[Requirements] Only the lines from the one containing "find fuselage door" through the end of the data below should be copied, each exactly as written and with both ends kept.

## Begin Input rows

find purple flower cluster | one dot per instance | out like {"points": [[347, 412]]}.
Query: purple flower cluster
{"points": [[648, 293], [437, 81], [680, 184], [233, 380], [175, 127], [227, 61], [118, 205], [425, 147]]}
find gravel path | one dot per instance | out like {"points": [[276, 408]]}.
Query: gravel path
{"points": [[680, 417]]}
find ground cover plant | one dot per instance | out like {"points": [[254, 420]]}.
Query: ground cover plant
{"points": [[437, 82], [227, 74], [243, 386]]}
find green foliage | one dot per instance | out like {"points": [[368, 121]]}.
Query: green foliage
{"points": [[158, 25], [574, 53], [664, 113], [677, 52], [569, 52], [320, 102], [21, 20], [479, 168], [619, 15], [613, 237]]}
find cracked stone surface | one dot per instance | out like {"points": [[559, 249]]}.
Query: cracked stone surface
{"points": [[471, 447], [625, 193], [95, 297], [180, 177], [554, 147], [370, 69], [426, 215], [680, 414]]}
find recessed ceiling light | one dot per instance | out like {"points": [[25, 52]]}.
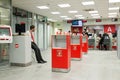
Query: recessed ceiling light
{"points": [[68, 18], [114, 1], [52, 20], [3, 16], [94, 14], [63, 16], [55, 12], [78, 15], [49, 19], [64, 5], [112, 16], [114, 8], [93, 11], [112, 13], [42, 7], [81, 17], [88, 3], [73, 11]]}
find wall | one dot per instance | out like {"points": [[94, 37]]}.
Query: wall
{"points": [[91, 23]]}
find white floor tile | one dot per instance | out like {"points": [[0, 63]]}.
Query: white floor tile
{"points": [[96, 65]]}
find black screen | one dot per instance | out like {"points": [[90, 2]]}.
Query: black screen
{"points": [[77, 23]]}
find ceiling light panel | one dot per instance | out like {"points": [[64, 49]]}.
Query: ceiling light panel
{"points": [[55, 12], [68, 18], [114, 8], [81, 17], [42, 7], [88, 3], [64, 5], [112, 13], [73, 11], [112, 16], [96, 16], [78, 15], [93, 12], [114, 1], [63, 16]]}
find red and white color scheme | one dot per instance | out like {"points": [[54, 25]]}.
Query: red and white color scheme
{"points": [[5, 34], [76, 47], [61, 53], [85, 44], [109, 28]]}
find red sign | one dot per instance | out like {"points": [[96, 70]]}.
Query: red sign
{"points": [[109, 28], [16, 45]]}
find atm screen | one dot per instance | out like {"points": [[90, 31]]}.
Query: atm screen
{"points": [[4, 31]]}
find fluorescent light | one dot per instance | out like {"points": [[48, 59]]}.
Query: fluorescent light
{"points": [[64, 5], [81, 17], [88, 3], [49, 19], [68, 18], [78, 15], [94, 14], [3, 16], [52, 20], [63, 16], [112, 16], [114, 1], [73, 11], [114, 8], [55, 12], [112, 13], [93, 11], [42, 7]]}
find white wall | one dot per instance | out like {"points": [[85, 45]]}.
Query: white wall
{"points": [[92, 22]]}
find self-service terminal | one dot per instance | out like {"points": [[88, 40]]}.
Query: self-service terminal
{"points": [[5, 38], [5, 34], [61, 53], [76, 47]]}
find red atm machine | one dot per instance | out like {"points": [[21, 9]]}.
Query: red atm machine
{"points": [[76, 47], [85, 44], [61, 53]]}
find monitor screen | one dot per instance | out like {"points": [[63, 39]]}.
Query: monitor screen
{"points": [[20, 28], [4, 32], [77, 23]]}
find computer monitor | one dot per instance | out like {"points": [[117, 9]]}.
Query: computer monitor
{"points": [[20, 28], [4, 32]]}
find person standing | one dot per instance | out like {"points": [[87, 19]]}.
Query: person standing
{"points": [[34, 45]]}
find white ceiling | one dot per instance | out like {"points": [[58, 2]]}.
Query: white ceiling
{"points": [[100, 5]]}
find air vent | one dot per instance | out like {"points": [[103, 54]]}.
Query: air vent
{"points": [[88, 10]]}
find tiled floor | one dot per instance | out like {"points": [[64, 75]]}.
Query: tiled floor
{"points": [[96, 65]]}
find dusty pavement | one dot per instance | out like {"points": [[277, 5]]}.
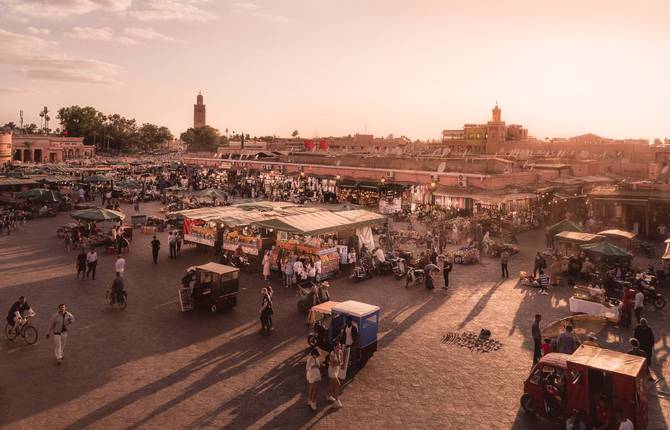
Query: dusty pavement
{"points": [[154, 367]]}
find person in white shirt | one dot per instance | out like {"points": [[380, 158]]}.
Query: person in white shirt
{"points": [[59, 325], [313, 367], [639, 304], [91, 262], [120, 265]]}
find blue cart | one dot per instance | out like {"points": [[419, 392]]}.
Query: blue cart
{"points": [[330, 327]]}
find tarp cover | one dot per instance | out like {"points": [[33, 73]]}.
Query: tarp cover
{"points": [[608, 360], [605, 249], [575, 237], [618, 233], [565, 225]]}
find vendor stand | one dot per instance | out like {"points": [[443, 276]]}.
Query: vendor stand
{"points": [[571, 240], [318, 234]]}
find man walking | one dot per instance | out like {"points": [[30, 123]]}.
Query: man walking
{"points": [[120, 265], [59, 328], [537, 339], [172, 243], [155, 247], [639, 304], [81, 264], [504, 259], [92, 261]]}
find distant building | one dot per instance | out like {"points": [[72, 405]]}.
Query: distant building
{"points": [[37, 148], [199, 112]]}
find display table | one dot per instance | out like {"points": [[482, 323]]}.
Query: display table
{"points": [[594, 308]]}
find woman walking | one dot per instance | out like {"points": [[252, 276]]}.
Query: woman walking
{"points": [[266, 266], [265, 312], [334, 365], [313, 377]]}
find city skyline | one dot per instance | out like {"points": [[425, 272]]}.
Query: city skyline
{"points": [[335, 69]]}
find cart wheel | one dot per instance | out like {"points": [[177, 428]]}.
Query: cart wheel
{"points": [[9, 332], [30, 335], [527, 404], [659, 302]]}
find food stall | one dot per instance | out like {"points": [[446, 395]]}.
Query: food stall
{"points": [[571, 240], [318, 234]]}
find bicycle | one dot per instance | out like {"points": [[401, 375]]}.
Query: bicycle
{"points": [[27, 331]]}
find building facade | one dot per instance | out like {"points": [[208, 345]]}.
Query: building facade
{"points": [[199, 112], [32, 148], [483, 138]]}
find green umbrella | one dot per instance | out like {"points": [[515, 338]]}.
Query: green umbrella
{"points": [[565, 225], [41, 195], [605, 249], [97, 214]]}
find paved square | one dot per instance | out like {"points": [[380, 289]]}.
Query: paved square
{"points": [[154, 367]]}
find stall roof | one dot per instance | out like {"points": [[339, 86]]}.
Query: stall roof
{"points": [[356, 309], [564, 225], [576, 237], [220, 269], [608, 360], [618, 233], [605, 249]]}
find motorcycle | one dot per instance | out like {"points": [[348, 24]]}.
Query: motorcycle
{"points": [[415, 276], [118, 298]]}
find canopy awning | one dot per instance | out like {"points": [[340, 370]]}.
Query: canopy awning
{"points": [[322, 222], [576, 237], [618, 233], [606, 249], [565, 225]]}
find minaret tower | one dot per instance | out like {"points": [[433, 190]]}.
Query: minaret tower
{"points": [[199, 112]]}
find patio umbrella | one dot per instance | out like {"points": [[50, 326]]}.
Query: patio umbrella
{"points": [[41, 195], [212, 193], [605, 249], [97, 214]]}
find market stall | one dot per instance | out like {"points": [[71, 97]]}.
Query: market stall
{"points": [[568, 241], [317, 235]]}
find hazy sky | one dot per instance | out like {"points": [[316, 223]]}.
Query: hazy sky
{"points": [[333, 67]]}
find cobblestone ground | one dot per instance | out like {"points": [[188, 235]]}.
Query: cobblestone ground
{"points": [[154, 367]]}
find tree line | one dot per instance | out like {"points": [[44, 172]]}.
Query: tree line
{"points": [[111, 133]]}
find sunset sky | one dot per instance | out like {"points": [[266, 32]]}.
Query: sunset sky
{"points": [[333, 67]]}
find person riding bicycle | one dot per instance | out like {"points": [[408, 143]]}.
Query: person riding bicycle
{"points": [[16, 315], [117, 289]]}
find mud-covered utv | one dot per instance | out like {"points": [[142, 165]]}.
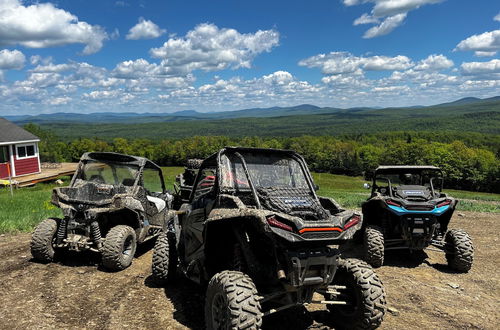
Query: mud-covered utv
{"points": [[184, 182], [257, 233], [408, 210], [114, 201]]}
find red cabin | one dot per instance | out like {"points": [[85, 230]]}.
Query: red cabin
{"points": [[18, 151]]}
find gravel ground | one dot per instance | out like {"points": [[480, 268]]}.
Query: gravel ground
{"points": [[422, 293]]}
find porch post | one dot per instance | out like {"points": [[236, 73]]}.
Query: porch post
{"points": [[12, 164]]}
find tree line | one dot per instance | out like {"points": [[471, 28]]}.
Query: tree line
{"points": [[467, 166]]}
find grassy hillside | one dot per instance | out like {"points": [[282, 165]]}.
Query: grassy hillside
{"points": [[481, 116], [29, 206]]}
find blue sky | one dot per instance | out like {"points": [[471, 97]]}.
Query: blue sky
{"points": [[165, 56]]}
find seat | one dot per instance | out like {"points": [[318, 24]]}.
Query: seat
{"points": [[97, 178], [158, 202], [128, 182]]}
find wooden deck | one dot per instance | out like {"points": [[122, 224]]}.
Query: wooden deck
{"points": [[50, 171]]}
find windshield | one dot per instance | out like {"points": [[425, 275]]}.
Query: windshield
{"points": [[265, 170], [108, 173], [408, 178]]}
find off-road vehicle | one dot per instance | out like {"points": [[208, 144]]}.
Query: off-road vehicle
{"points": [[184, 182], [408, 210], [257, 233], [113, 202]]}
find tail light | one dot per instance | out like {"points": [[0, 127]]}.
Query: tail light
{"points": [[355, 219], [444, 203], [278, 224], [393, 203]]}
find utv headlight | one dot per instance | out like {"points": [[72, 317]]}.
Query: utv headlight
{"points": [[54, 198], [117, 203]]}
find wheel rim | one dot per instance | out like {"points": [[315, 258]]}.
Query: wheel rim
{"points": [[127, 246], [219, 313]]}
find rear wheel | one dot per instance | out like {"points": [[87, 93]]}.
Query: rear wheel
{"points": [[164, 263], [232, 302], [374, 246], [364, 294], [459, 250], [42, 240], [119, 248]]}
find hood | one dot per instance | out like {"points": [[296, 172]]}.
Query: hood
{"points": [[90, 192]]}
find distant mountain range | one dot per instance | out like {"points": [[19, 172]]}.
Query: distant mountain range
{"points": [[187, 115]]}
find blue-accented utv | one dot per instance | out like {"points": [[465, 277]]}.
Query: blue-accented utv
{"points": [[408, 210]]}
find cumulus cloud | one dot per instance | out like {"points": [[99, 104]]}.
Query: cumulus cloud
{"points": [[391, 12], [344, 62], [145, 29], [11, 59], [386, 27], [434, 63], [134, 69], [481, 68], [42, 25], [487, 43], [58, 100], [100, 95], [210, 48]]}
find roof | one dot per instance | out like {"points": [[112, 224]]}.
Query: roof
{"points": [[10, 132], [119, 158], [406, 167]]}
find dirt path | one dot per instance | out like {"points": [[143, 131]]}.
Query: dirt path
{"points": [[422, 293]]}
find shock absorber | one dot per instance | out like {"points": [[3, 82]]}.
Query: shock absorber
{"points": [[96, 233], [61, 231]]}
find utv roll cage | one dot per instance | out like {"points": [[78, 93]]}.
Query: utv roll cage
{"points": [[403, 169], [215, 161], [119, 159]]}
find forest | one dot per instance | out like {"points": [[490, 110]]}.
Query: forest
{"points": [[470, 160]]}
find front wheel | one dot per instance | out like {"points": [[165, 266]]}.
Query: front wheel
{"points": [[373, 242], [364, 294], [459, 250], [119, 248], [42, 240], [164, 263], [232, 302]]}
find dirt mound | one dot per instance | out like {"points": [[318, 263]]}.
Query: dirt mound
{"points": [[75, 293]]}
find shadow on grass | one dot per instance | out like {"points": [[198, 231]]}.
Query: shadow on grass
{"points": [[90, 258], [188, 300]]}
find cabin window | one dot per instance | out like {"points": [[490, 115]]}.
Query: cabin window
{"points": [[26, 151], [4, 154]]}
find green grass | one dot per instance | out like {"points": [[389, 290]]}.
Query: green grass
{"points": [[31, 205]]}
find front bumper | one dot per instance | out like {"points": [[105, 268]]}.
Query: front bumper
{"points": [[312, 266]]}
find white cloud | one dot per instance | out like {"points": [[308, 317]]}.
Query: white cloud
{"points": [[480, 68], [59, 100], [11, 59], [484, 54], [42, 25], [134, 69], [392, 12], [210, 48], [145, 29], [386, 27], [391, 89], [343, 62], [434, 63], [100, 95], [482, 44], [53, 68], [278, 77], [365, 19]]}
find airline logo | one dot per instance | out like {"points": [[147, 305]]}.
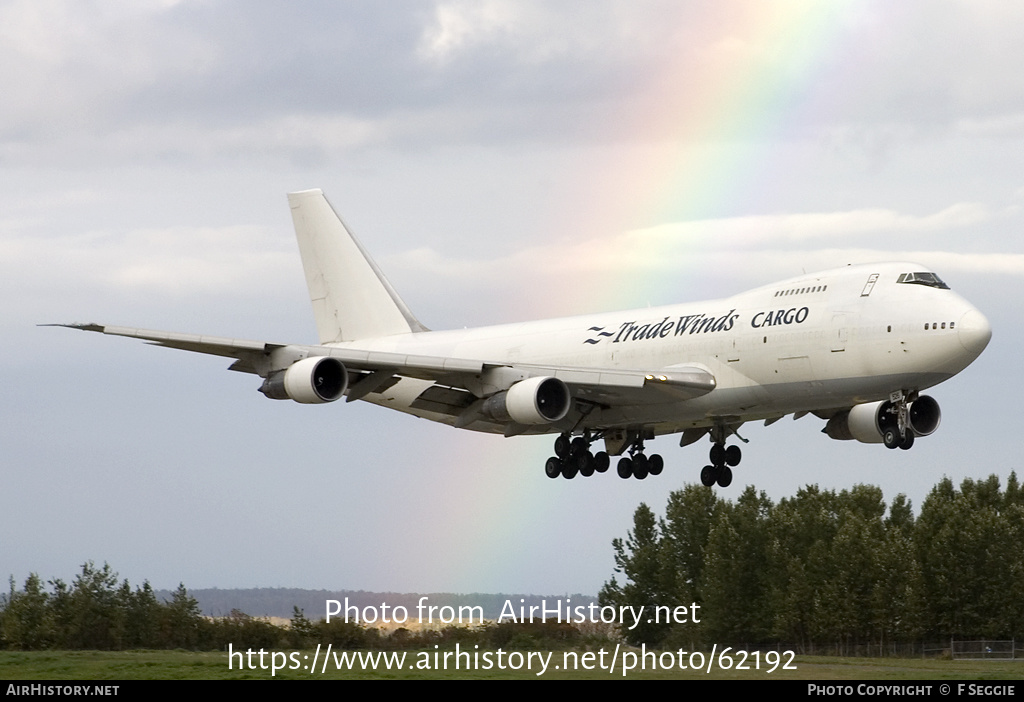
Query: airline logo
{"points": [[693, 323], [689, 323]]}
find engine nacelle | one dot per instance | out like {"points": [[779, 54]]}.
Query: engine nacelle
{"points": [[311, 381], [535, 400], [867, 423]]}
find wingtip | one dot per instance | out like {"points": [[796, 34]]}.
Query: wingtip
{"points": [[88, 326]]}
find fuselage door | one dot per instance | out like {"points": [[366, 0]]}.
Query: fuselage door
{"points": [[869, 286], [840, 333]]}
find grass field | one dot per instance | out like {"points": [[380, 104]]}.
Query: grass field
{"points": [[55, 665]]}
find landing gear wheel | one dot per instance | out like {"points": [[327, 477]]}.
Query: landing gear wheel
{"points": [[625, 469], [724, 476], [640, 467], [907, 441], [732, 455], [708, 476], [562, 446], [553, 468]]}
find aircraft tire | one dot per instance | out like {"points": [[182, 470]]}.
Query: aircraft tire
{"points": [[708, 476], [625, 469], [724, 476], [553, 468]]}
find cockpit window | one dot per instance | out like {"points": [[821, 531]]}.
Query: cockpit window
{"points": [[924, 278]]}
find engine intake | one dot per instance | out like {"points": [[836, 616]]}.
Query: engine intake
{"points": [[867, 423], [532, 401], [310, 381]]}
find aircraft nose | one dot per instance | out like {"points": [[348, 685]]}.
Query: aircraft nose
{"points": [[974, 332]]}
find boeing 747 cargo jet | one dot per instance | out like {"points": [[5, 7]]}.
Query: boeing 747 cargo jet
{"points": [[853, 346]]}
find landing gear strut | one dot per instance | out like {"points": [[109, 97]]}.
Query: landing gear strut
{"points": [[898, 433]]}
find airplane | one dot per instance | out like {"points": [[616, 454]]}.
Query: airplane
{"points": [[854, 346]]}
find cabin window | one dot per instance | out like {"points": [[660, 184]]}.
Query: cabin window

## End Input rows

[Output below]
find fuselage door | one dot per instance | out like {"points": [[366, 0]]}.
Query: fuselage door
{"points": [[869, 286], [840, 333]]}
find grass field | one dot per instance | out like {"points": [[380, 104]]}.
Query: grass field
{"points": [[55, 665]]}
find landing gear wheel | one dot per instance | out like {"points": [[327, 477]]}.
Query: landing gear wheel
{"points": [[625, 469], [724, 476], [640, 467], [907, 441], [732, 455], [708, 476], [562, 446], [553, 468]]}
find aircraft tire | one dot per instance | out like {"points": [[182, 470]]}.
Query: aircraft tire
{"points": [[708, 476], [625, 469], [724, 476], [553, 468]]}
find cockpit window | one dot per instance | out like {"points": [[821, 531]]}.
Query: cockpit window
{"points": [[924, 278]]}
find engine intake | one dot per instance | out like {"points": [[836, 616]]}.
Query: engine intake
{"points": [[867, 423], [532, 401], [310, 381]]}
find aircraft nose | one dot per instance | out like {"points": [[348, 685]]}.
Query: aircraft nose
{"points": [[974, 332]]}
find boeing 747 cargo jet | one dot per instance | out like {"points": [[5, 7]]}.
Query: boeing 747 cargo jet
{"points": [[853, 346]]}
find landing gear strut | one dot per instance | out like {"points": [[109, 97]]}.
Query: landing gear strut
{"points": [[898, 433]]}
find airplane | one dot per instance | out like {"points": [[616, 454]]}.
Query: airplane
{"points": [[854, 346]]}
find cabin window | one dot per instance | out like {"points": [[660, 184]]}.
Query: cabin window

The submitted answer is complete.